### WORK TO DO
In the artist profile below, list every subject the artist names in the answer beginning "Art, for me, is about communication and connection," along with the material or model she says she might use for each.

# START OF PASSAGE TO READ

Crystal Jean Baranyk, Self Portrait of AuDHD, 2024, oil, 45.7 × 61.0 cm (18 × 24in)
Crystal Jean Baranyk, The Infinite Sea (Voyage), 2013, 76.2 × 76.2 cm(30 × 30in)
Crystal Jean Baranyk
Her art reflects a lifelong negotiation between words and images. Dyslexic and autistic, she learned to read and write later than most, yet developed an intuitive ability to communicate visually. For Baranyk, images have always functioned as a second language — one that moves beyond the constraints of text. This visual lexicon enables her to connect on a psychological and symbolic level, extending the language of semiotics into visual storytelling.
Her recent work emphasizes ecology and reuse, continuing her engagement with the intersections of art, environment, and human perception. Baranyk’s practice embodies an enduring quest: to understand how art communicates, and to transform that communication into shared awareness.
A: From the moment we enter this world, we develop preferences and feelings shaped by experiences for which we have no words or verbal language. Our subconscious learns which colors, shapes, and textures delight or repel us, and we carry these impressions throughout our lives. Academics refer to this language of signs and symbols as semiotics. The rest of us know it as intuition, an invisible framework that shapes how we move through the world.
Q: How does your practice, or this particular work, engage with or respond to these codes?
A: Art, for me, is about communication and connection. When I choose materials, I want them to resonate with what I am trying to convey. If I am making artwork about trees, I might work on a wood panel, letting its natural grain become part of the flow of the piece. If I am exploring the trophic chain, the balance of life on this planet, I want the work to reflect the interdependence of organisms, perhaps through the use of recycled scraps in a mixed medium. And if I create political cartoons about regressionist policies, I may model them after Medieval marginalia, both to parody the backwardness of the characters and to highlight the triviality of it all.

# END OF PASSAGE TO READ
# START OF DATASET EXCERPTS

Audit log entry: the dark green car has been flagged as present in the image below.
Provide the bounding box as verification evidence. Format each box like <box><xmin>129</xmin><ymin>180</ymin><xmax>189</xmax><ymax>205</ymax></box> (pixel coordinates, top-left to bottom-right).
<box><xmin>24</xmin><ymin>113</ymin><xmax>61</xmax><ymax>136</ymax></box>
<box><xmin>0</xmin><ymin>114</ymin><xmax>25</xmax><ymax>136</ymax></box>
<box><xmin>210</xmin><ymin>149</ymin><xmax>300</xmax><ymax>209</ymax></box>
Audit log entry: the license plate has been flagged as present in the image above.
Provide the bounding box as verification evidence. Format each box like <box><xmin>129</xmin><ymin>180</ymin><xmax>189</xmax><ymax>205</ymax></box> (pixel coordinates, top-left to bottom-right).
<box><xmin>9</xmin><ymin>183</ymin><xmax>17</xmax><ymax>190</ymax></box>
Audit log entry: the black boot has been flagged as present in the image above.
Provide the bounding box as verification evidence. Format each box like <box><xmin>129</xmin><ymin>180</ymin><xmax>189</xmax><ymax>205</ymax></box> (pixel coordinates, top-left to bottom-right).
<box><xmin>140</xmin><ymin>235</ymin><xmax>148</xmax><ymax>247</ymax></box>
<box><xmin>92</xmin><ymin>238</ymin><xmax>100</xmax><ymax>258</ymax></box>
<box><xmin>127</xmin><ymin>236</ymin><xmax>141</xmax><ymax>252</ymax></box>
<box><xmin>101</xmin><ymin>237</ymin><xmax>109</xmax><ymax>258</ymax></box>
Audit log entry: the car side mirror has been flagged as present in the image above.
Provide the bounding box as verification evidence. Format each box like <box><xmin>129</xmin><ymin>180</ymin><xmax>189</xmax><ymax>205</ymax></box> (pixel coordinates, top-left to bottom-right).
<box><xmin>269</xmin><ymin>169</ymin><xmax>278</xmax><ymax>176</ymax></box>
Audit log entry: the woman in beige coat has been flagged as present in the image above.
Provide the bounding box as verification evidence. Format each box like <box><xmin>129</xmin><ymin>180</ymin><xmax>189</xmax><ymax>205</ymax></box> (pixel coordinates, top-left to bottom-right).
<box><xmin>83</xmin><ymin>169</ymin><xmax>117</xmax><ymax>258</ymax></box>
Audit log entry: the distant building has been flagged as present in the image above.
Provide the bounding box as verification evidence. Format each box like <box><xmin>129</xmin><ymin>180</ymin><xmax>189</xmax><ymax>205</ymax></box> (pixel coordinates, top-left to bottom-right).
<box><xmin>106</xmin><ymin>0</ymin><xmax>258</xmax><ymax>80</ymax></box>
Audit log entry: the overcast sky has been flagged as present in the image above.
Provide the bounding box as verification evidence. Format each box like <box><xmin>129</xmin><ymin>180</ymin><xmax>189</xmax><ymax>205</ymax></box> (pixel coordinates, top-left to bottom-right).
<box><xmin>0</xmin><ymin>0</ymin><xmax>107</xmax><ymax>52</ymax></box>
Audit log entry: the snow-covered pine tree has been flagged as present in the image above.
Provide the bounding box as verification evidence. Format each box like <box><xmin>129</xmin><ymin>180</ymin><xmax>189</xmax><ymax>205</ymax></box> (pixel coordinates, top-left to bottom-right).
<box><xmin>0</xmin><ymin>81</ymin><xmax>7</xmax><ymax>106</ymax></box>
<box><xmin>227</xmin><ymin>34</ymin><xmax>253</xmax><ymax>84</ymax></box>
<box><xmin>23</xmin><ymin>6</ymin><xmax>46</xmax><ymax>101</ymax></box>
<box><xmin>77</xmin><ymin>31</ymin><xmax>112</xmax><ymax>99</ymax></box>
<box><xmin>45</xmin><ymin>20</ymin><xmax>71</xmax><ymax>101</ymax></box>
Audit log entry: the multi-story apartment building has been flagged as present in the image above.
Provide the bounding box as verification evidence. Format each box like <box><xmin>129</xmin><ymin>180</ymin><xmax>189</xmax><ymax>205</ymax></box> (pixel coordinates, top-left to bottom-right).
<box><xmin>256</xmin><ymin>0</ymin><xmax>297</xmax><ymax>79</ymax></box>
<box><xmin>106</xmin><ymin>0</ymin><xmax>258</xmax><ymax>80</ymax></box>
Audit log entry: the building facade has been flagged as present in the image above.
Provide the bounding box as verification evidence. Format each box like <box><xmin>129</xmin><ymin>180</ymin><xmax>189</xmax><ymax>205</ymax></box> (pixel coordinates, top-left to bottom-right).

# END OF DATASET EXCERPTS

### ANSWER TO THIS TASK
- Trees: a wood panel, with its natural grain becoming part of the flow of the piece.
- The trophic chain: recycled scraps in a mixed medium.
- Political cartoons about regressionist policies: Medieval marginalia.